# INFORMATION
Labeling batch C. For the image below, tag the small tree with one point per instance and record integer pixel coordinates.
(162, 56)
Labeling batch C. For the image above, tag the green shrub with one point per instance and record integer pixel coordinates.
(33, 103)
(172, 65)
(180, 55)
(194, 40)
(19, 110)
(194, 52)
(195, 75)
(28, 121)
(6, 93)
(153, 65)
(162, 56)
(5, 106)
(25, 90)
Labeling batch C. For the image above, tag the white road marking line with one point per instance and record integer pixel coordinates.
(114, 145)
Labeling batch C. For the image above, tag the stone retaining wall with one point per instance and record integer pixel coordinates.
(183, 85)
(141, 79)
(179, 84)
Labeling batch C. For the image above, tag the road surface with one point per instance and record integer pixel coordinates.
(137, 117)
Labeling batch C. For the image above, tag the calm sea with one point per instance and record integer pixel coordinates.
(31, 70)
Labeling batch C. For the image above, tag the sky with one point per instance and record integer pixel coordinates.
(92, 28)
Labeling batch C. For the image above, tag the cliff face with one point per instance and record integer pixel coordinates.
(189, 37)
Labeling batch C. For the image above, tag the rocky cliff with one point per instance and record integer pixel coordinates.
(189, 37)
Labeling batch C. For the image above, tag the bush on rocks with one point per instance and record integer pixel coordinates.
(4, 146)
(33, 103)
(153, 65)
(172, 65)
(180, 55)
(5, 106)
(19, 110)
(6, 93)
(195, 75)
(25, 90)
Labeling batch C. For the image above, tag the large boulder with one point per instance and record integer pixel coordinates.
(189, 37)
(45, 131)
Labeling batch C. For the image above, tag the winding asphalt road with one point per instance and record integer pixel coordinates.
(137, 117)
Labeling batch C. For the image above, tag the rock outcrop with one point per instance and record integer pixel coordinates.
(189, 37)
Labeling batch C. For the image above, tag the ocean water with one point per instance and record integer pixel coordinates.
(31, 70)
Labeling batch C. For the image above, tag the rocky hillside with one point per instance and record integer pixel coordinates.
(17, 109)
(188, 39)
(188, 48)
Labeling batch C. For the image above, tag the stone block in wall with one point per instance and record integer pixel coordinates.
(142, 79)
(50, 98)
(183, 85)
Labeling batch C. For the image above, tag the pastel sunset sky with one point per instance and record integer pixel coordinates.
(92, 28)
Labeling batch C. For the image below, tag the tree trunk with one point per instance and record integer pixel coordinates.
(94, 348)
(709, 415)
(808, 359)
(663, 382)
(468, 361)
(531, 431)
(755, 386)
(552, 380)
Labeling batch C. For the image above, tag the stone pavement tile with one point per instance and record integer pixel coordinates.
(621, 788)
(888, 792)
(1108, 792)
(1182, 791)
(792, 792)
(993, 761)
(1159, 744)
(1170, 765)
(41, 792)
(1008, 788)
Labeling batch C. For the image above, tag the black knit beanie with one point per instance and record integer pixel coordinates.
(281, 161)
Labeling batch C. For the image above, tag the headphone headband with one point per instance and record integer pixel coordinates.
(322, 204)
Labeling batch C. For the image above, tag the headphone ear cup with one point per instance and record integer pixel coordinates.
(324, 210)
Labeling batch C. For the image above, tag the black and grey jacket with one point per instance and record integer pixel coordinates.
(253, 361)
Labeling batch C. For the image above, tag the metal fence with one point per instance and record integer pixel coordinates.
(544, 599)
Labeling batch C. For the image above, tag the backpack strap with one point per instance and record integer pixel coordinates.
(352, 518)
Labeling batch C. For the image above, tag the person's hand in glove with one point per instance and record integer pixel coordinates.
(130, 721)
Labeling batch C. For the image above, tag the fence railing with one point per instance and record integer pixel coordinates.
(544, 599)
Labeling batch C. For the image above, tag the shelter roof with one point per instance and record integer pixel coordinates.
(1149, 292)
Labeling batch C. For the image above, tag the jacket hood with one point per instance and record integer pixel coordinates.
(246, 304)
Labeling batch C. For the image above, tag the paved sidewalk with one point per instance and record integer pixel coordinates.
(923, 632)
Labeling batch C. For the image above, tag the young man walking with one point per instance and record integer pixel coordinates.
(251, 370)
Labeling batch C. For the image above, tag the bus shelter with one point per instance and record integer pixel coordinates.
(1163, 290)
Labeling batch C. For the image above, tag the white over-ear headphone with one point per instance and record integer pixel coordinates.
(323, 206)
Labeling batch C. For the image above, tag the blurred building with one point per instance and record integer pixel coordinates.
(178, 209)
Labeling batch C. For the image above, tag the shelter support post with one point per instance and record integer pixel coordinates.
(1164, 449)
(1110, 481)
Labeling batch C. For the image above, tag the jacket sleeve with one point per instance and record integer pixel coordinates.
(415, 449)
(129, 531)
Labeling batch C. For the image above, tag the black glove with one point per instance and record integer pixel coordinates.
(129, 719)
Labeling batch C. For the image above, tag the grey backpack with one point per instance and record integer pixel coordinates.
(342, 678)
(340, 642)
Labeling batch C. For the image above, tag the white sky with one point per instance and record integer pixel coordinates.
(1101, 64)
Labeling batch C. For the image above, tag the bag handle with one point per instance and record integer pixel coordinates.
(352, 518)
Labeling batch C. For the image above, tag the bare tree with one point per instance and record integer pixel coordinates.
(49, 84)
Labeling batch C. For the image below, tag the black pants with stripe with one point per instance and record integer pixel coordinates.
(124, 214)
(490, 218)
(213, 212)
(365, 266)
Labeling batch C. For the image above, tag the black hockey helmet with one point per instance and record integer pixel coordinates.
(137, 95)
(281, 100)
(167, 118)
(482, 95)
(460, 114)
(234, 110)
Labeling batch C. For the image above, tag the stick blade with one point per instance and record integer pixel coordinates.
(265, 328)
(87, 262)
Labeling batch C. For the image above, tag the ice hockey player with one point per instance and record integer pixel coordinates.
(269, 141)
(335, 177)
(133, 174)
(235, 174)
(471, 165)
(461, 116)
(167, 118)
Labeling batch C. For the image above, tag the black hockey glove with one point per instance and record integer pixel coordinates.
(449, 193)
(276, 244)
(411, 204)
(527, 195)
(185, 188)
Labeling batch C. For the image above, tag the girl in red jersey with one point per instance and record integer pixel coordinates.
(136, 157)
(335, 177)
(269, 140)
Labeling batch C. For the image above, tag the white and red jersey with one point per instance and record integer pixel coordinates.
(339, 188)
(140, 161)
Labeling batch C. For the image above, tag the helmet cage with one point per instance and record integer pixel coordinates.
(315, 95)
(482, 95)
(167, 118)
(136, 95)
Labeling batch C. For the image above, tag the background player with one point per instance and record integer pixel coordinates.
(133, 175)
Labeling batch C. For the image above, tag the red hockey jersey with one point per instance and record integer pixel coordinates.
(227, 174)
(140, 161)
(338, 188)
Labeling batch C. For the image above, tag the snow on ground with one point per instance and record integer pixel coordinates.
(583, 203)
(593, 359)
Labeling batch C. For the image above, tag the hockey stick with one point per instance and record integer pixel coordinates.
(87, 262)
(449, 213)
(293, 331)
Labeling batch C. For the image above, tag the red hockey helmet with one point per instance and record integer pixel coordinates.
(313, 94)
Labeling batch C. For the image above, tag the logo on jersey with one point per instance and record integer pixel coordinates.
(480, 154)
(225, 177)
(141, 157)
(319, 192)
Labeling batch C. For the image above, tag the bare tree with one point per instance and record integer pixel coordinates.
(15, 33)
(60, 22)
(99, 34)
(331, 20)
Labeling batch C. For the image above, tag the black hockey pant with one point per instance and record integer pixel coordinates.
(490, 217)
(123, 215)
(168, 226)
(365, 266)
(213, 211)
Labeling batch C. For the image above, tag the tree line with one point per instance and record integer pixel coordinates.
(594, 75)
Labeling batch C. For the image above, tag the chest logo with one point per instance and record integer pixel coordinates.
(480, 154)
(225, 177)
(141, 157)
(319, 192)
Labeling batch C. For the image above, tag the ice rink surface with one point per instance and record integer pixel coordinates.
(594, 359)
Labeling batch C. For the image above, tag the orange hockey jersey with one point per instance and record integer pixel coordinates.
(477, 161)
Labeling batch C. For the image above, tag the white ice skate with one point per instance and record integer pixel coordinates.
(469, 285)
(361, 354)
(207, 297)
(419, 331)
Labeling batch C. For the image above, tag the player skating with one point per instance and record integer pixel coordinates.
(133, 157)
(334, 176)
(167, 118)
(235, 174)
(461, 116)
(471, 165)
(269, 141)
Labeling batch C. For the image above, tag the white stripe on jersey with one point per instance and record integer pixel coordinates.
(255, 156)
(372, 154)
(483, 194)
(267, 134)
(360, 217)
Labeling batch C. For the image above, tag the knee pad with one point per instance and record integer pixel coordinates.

# WHAT IS NEEDED
Everything from the line that has "Labeling batch C. For the image above, tag the player" to the final line above should be retyped exactly, and nothing else.

# COMPLETED TASK
Labeling batch C. For the image above, tag the player skating with one point per instance and record integer pixel coordinates.
(133, 157)
(334, 176)
(167, 118)
(235, 174)
(461, 116)
(471, 165)
(269, 141)
Labeling batch C. For the image above, tag the white stripe on jersey with one point per instance and record integer pixel coordinates.
(255, 156)
(372, 154)
(483, 194)
(267, 134)
(360, 217)
Labeling batch C. For the image above, tag the knee pad with one point per instance and record integer pixel coordinates.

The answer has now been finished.